__Given instruction__.
Set every line down exactly, from the one that has "Note: mark the white countertop" through the final one, and keep the pictures out.

* start *

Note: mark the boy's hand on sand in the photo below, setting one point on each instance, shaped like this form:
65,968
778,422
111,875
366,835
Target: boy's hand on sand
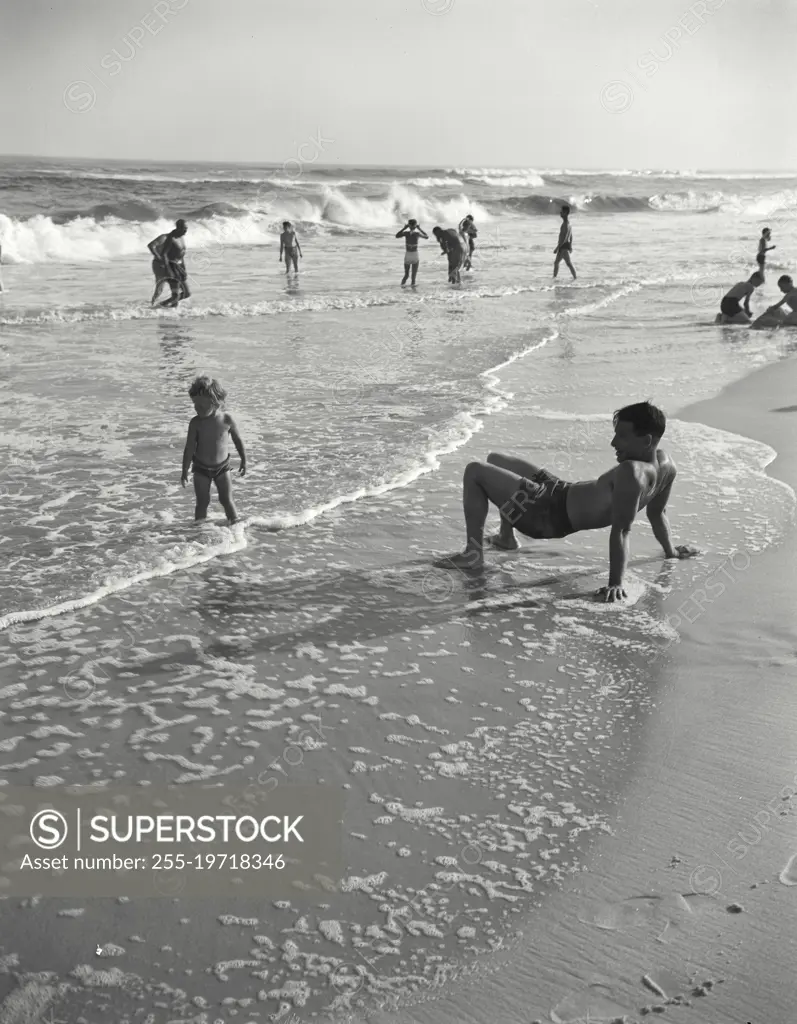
686,551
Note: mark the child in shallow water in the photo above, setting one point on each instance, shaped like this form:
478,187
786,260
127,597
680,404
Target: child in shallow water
207,448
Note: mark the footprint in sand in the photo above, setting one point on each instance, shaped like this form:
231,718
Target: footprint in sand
789,875
594,1005
662,911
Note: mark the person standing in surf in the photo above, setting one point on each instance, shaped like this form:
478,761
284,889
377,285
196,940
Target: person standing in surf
411,232
564,246
207,449
169,266
468,231
289,245
452,244
763,248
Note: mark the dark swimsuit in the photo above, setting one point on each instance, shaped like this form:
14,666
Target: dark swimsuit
539,507
212,472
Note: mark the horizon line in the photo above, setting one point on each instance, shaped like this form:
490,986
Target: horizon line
381,166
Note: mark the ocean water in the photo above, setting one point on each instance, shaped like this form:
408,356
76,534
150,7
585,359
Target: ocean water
341,381
348,391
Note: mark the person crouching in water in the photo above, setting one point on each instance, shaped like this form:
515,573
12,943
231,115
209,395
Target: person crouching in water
452,245
729,309
774,315
169,264
207,448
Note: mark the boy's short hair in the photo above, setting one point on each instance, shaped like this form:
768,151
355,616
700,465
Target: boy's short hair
208,386
644,418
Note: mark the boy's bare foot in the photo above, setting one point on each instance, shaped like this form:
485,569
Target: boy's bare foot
465,560
497,542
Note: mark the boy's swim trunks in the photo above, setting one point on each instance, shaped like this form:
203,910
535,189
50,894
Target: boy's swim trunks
212,472
539,508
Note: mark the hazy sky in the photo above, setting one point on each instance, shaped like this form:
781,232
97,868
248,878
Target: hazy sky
439,83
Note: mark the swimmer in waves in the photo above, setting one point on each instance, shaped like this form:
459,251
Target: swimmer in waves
169,264
536,503
453,245
468,231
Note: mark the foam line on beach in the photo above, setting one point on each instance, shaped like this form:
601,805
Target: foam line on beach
236,542
465,425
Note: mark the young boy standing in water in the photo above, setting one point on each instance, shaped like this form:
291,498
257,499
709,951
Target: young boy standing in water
207,448
564,245
289,245
764,248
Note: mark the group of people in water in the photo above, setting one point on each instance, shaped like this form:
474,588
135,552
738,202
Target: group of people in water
735,307
457,244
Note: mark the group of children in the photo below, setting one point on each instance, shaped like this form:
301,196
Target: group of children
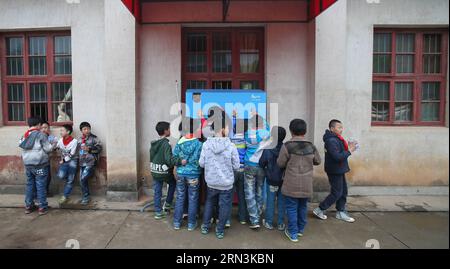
243,158
75,154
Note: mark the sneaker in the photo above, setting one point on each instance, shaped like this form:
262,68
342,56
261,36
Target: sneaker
267,225
29,209
42,211
204,229
342,215
291,238
63,200
160,215
319,213
85,201
192,226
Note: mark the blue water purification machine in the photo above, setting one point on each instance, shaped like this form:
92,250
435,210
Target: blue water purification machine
242,101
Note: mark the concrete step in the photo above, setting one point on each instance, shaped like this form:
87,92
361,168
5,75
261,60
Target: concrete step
380,203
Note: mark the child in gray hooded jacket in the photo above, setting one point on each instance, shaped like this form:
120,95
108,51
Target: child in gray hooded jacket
220,158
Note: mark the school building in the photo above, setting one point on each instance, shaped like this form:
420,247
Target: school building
380,66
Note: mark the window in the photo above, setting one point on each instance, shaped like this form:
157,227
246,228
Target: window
36,77
223,58
409,76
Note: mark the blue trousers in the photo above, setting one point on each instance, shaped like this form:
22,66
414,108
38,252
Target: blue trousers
36,184
157,189
223,199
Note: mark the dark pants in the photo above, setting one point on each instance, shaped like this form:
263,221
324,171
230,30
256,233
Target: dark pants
297,213
338,193
36,184
223,199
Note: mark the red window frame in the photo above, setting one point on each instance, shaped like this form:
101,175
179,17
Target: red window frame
26,79
235,76
417,77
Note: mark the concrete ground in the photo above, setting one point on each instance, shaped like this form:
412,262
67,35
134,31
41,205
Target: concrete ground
132,229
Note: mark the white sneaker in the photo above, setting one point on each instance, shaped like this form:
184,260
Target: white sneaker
342,215
320,213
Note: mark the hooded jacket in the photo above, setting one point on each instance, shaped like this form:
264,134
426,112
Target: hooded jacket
188,149
220,158
268,162
336,157
298,157
90,158
35,149
161,160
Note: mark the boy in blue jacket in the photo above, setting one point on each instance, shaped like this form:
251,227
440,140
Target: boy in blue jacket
255,138
274,177
337,151
188,148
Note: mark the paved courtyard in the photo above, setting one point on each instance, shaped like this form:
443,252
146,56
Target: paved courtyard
131,229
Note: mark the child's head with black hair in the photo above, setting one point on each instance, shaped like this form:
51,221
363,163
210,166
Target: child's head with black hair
34,122
66,130
221,124
256,122
297,127
278,133
85,128
336,126
45,127
163,128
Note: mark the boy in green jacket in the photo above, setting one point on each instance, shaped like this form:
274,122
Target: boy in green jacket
162,163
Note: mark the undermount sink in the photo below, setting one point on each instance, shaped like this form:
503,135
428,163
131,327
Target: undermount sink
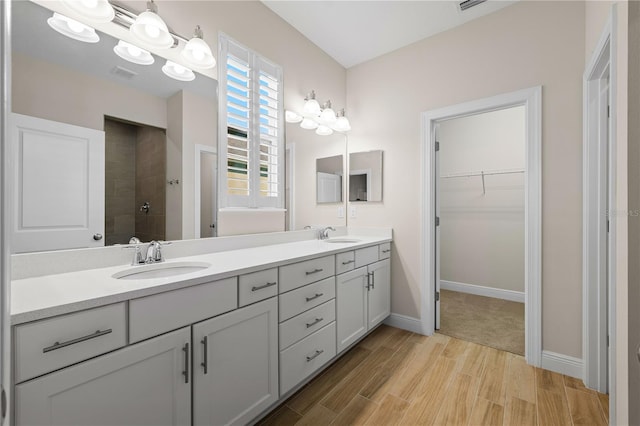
160,270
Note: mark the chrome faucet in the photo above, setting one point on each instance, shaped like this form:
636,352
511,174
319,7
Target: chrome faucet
323,234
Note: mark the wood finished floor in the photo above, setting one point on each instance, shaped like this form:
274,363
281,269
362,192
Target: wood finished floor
395,377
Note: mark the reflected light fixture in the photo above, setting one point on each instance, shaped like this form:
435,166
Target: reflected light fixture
131,53
150,29
98,11
323,130
72,28
323,119
197,52
177,71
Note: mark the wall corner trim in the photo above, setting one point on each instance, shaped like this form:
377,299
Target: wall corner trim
563,364
406,323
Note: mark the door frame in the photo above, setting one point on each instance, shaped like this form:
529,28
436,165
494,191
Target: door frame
197,201
531,99
599,197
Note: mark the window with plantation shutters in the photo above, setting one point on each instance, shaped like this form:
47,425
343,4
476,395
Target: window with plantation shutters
251,128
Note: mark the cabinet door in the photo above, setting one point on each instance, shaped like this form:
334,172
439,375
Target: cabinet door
351,301
379,292
236,365
143,384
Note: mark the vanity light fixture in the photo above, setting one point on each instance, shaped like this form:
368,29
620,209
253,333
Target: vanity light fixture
72,28
98,11
197,52
323,119
177,71
131,53
151,30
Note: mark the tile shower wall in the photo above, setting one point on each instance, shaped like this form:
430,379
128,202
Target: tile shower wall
135,170
151,182
120,202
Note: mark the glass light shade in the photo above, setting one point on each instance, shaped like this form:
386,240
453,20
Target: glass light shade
151,30
342,124
292,117
131,53
311,107
197,53
308,124
98,11
328,115
323,130
177,71
73,29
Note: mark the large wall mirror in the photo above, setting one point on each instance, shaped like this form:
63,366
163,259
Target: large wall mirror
158,132
365,176
329,177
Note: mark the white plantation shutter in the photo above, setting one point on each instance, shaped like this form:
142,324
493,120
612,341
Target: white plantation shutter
251,129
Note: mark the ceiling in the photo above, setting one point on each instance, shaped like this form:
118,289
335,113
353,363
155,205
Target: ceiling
355,31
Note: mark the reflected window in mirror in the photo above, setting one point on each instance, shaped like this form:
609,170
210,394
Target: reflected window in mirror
329,173
251,140
365,176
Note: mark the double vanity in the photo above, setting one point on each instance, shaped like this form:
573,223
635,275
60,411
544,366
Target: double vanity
209,338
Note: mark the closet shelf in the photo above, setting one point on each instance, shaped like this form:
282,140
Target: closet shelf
482,174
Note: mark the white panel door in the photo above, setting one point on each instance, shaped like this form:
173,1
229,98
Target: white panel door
59,185
379,292
351,307
144,384
236,365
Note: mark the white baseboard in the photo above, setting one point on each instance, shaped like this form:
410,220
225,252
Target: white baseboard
497,293
563,364
404,322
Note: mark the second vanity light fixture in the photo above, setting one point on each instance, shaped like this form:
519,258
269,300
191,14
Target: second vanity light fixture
323,119
147,28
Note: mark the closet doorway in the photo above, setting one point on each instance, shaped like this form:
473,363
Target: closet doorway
480,197
531,102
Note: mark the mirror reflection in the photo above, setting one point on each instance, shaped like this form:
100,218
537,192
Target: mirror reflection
329,172
365,176
86,85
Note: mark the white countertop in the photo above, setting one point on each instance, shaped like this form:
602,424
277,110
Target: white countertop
45,296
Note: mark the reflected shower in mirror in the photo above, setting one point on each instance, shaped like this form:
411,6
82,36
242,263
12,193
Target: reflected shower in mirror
329,172
87,85
365,176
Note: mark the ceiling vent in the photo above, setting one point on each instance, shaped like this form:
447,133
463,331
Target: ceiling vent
467,4
123,72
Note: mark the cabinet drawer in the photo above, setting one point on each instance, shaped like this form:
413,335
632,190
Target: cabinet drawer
302,273
305,298
302,359
306,323
384,251
157,314
366,256
47,345
257,286
345,262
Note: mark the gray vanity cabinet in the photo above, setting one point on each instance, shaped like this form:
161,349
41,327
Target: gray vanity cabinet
235,374
143,384
363,296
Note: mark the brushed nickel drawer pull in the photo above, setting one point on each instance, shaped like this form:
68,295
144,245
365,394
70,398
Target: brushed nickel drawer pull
309,299
315,355
204,362
260,287
58,345
311,324
185,373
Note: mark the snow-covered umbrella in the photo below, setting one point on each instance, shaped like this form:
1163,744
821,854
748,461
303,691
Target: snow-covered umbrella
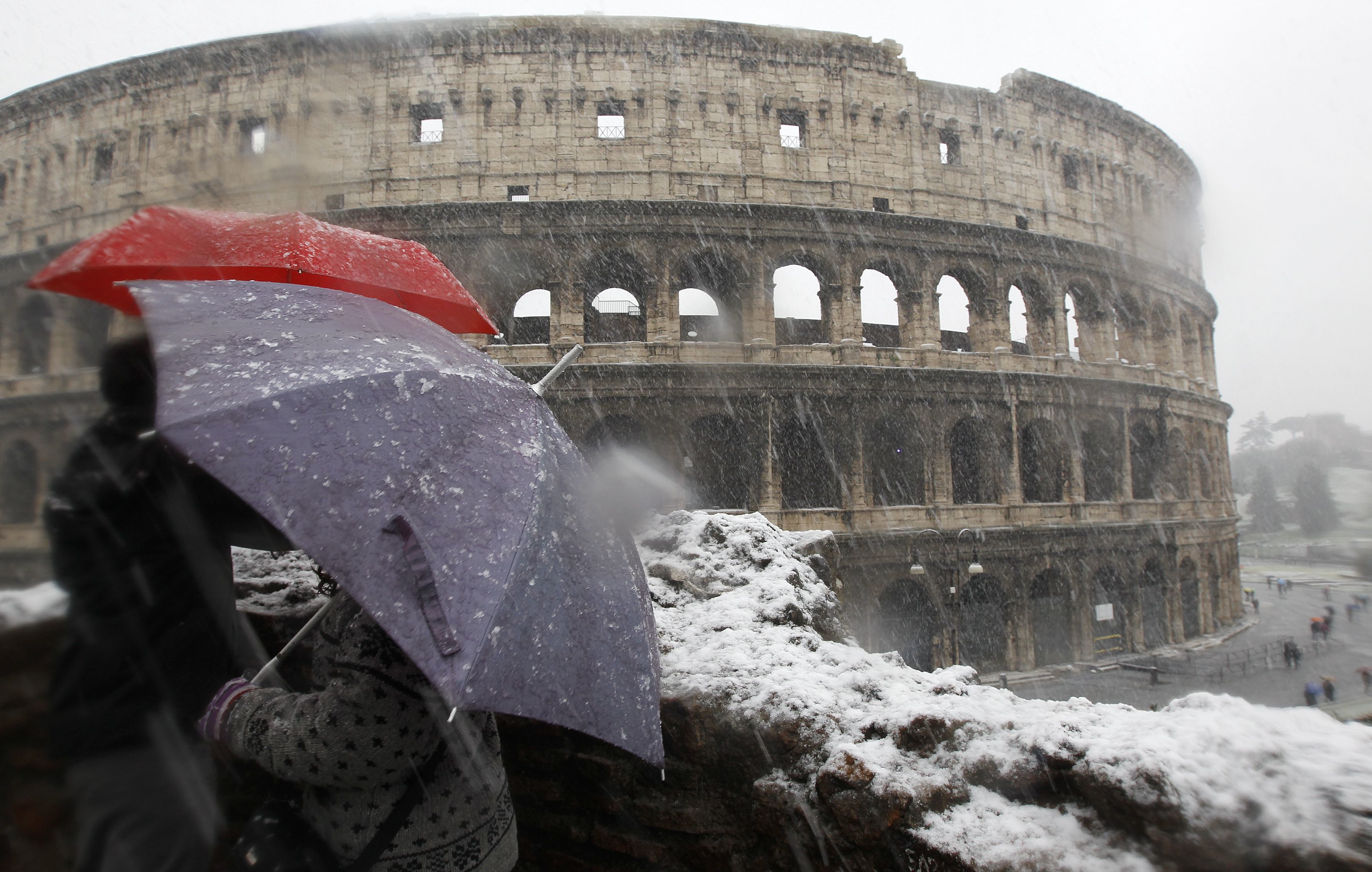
436,487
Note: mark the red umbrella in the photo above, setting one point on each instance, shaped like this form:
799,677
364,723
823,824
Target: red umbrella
165,242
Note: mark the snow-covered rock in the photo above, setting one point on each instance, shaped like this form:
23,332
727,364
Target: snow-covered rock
752,631
24,606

* end *

__Correct output__.
Note: mark the white countertop in the photo above, setting one point on each instance, shaped like this form:
602,424
277,110
Target: white countertop
45,296
Note: mark the reflected shower in mirror in the photo above, setting one point on each instance, shaped like this form:
411,6
82,36
242,263
12,193
Target: reflected shower in mirror
329,172
87,85
365,176
Note: mark the ceiling vent in the photo above, setting one point on each instance, shaped like this form:
447,133
463,331
Target: ceiling vent
467,4
123,72
Note: mark the cabinet drawer in the photo above, setting one point on each instance, shaped like this form:
413,335
632,190
Target: cabinet drawer
302,273
305,298
302,359
306,323
384,251
157,314
366,256
47,345
257,286
345,262
Note: mark the gray vanity cabinet in the photo above, setting one point on each instance, shaped like this form:
161,349
41,327
Target: gray vanity cabinet
235,374
143,384
363,296
Note: mark the brushed nickel drawer pull in the photo above, setting one point on each instance, shaped like this form:
68,295
144,245
365,394
70,398
Target: brushed nickel drawer pull
309,299
315,355
204,362
260,287
58,345
311,324
185,373
Note: mark the snow-covered umbrella in the photo below, setting one point on each instance, shaped like this form:
1163,744
821,854
748,461
303,691
Target: snow-covered umbrella
436,487
Note: mark the red umbrella in the photo above, setting one point on each instance, shaped like this form:
799,677
364,723
823,824
Target: red umbrella
165,242
Note: mark the snow-covered rock in the photo above, setting one point on each instance, shaped like this form:
23,332
727,364
Target: snow-covered rock
752,631
24,606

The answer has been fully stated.